TASK ITEM:
In the answer, every entry must appear exactly as given.

SUPPLIED ENTRIES:
• • •
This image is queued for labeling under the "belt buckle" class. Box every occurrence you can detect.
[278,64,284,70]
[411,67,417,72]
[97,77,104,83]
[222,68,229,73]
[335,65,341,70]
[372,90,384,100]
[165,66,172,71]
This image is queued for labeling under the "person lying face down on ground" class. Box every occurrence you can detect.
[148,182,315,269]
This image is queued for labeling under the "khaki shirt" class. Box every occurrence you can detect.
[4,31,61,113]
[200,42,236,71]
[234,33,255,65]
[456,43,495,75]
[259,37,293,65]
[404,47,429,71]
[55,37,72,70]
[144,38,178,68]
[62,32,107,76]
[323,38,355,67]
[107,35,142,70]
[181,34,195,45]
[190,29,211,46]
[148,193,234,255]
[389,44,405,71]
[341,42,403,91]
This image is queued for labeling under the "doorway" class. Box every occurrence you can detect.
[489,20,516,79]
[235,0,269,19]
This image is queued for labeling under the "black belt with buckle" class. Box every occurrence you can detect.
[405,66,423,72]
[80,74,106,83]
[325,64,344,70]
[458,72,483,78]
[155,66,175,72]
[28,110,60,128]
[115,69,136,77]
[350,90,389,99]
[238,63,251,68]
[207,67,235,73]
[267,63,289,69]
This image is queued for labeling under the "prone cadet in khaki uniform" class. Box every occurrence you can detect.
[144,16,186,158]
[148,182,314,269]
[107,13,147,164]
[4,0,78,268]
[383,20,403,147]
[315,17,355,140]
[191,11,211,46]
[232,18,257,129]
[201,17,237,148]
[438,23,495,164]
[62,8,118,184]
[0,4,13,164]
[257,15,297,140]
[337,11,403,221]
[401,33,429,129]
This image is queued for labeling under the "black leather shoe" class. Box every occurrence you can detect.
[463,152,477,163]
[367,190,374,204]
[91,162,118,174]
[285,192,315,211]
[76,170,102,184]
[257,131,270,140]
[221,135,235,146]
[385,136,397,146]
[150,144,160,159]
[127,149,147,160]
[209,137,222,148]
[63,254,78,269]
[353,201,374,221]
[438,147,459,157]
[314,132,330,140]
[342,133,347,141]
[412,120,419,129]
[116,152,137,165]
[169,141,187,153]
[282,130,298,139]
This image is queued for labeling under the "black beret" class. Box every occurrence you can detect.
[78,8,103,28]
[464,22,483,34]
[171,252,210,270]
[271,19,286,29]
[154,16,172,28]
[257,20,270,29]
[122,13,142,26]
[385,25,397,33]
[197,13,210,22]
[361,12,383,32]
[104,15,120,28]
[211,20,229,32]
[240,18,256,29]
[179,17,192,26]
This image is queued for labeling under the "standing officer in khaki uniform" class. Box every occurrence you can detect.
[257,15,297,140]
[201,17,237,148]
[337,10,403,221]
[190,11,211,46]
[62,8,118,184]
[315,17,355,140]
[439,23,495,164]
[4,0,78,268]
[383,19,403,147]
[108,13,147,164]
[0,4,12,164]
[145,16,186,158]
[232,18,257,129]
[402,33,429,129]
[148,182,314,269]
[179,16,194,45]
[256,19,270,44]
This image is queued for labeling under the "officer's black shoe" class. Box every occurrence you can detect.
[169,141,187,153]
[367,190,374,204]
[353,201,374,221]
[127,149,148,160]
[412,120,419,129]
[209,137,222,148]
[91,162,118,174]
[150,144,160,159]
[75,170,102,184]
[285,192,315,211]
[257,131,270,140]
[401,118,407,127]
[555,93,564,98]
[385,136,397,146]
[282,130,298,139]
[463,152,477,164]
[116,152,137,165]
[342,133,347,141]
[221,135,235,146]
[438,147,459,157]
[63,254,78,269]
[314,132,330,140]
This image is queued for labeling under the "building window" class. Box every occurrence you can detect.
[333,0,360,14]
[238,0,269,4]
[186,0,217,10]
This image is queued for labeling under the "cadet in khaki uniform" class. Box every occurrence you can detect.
• • •
COMPLETED EXERCISE:
This image is queued for labeling under the "belt buckle" class. Box every occurrence you can detect.
[278,64,284,70]
[411,67,417,72]
[97,77,104,83]
[222,68,229,73]
[335,65,341,70]
[372,90,384,100]
[165,66,172,71]
This image is queued for labeling under the "person lying face down on ground" class. Box every occurrence you can detect.
[148,182,315,269]
This image is queued for labeling under the "khaki shirt" class. Box every occurrence you can detect.
[4,31,61,113]
[200,42,236,71]
[234,33,255,65]
[456,43,495,75]
[259,37,293,65]
[404,47,429,71]
[55,37,72,70]
[144,38,178,68]
[62,32,107,76]
[323,38,355,67]
[107,35,142,70]
[181,34,195,45]
[190,29,211,46]
[148,193,234,255]
[389,44,405,71]
[341,42,403,91]
This image is queued for labeling under the "doorway" class. Box every occurrence you can detect.
[489,20,516,79]
[235,0,269,19]
This image is queued for labeling under the "black belt with buckle" class. Box every occurrence you can detect.
[405,66,423,72]
[80,74,106,83]
[325,64,344,70]
[458,72,483,78]
[155,66,175,72]
[28,110,60,128]
[115,69,136,77]
[350,90,389,99]
[238,63,251,68]
[207,67,235,73]
[267,63,289,69]
This image is queued for labeling under the "prone cadet in khaki uniform" class. Box every occurrence you can detect.
[144,16,186,158]
[148,182,314,269]
[107,13,147,164]
[4,0,78,268]
[383,20,403,147]
[315,17,355,140]
[191,11,211,46]
[232,18,257,129]
[201,17,237,148]
[438,23,495,164]
[62,8,118,184]
[0,4,13,164]
[257,15,297,140]
[337,11,403,221]
[401,33,429,129]
This image is queued for labeling under the "black leather shoe" class. Box every occurrence you can detect.
[463,152,477,163]
[367,190,374,204]
[91,162,118,174]
[285,192,315,211]
[76,170,102,184]
[257,131,270,140]
[221,135,235,146]
[385,136,397,146]
[150,144,160,159]
[127,149,147,160]
[209,137,222,148]
[63,254,78,269]
[353,201,374,221]
[438,147,459,157]
[314,132,330,140]
[342,133,347,141]
[412,120,419,129]
[116,152,137,165]
[169,141,187,153]
[282,130,298,139]
This image is queued for labeling under the "black beret" class. Box every occurrence you can detect.
[78,8,103,28]
[464,22,483,34]
[171,252,210,270]
[271,19,286,29]
[154,16,172,28]
[257,20,270,29]
[122,13,142,26]
[385,25,397,33]
[197,13,210,22]
[361,12,383,32]
[104,15,120,28]
[211,20,229,32]
[240,18,256,29]
[179,17,192,26]
This image is queued for labeling under the "standing officer in khaki uniform" class. Box every occurrence you can detect.
[257,15,297,140]
[201,17,237,148]
[337,10,403,221]
[190,11,211,46]
[62,8,118,184]
[315,17,355,140]
[439,23,495,164]
[4,0,78,268]
[383,19,403,147]
[108,13,147,164]
[0,4,12,164]
[145,16,186,158]
[232,18,257,129]
[402,33,429,129]
[148,182,314,269]
[179,16,194,45]
[256,19,270,44]
This image is queued for labeling under the "officer's black shoe" class. Box every occurrence you can detect.
[169,141,187,153]
[367,190,374,204]
[353,201,374,221]
[127,149,148,160]
[412,120,419,129]
[209,137,222,148]
[91,162,118,174]
[150,144,160,159]
[75,170,102,184]
[285,192,315,211]
[257,131,270,140]
[401,118,407,127]
[555,93,564,98]
[385,136,397,146]
[282,130,298,139]
[463,152,477,164]
[116,152,137,165]
[342,133,347,141]
[221,135,235,146]
[438,147,459,157]
[63,254,78,269]
[314,132,330,140]
This image is queued for labeling under the "building window" class. Box every occurrence you can detect.
[333,0,360,14]
[238,0,269,4]
[186,0,217,10]
This image is queued for labeling under the "cadet in khaki uniform" class. Box every occurrence you can detect.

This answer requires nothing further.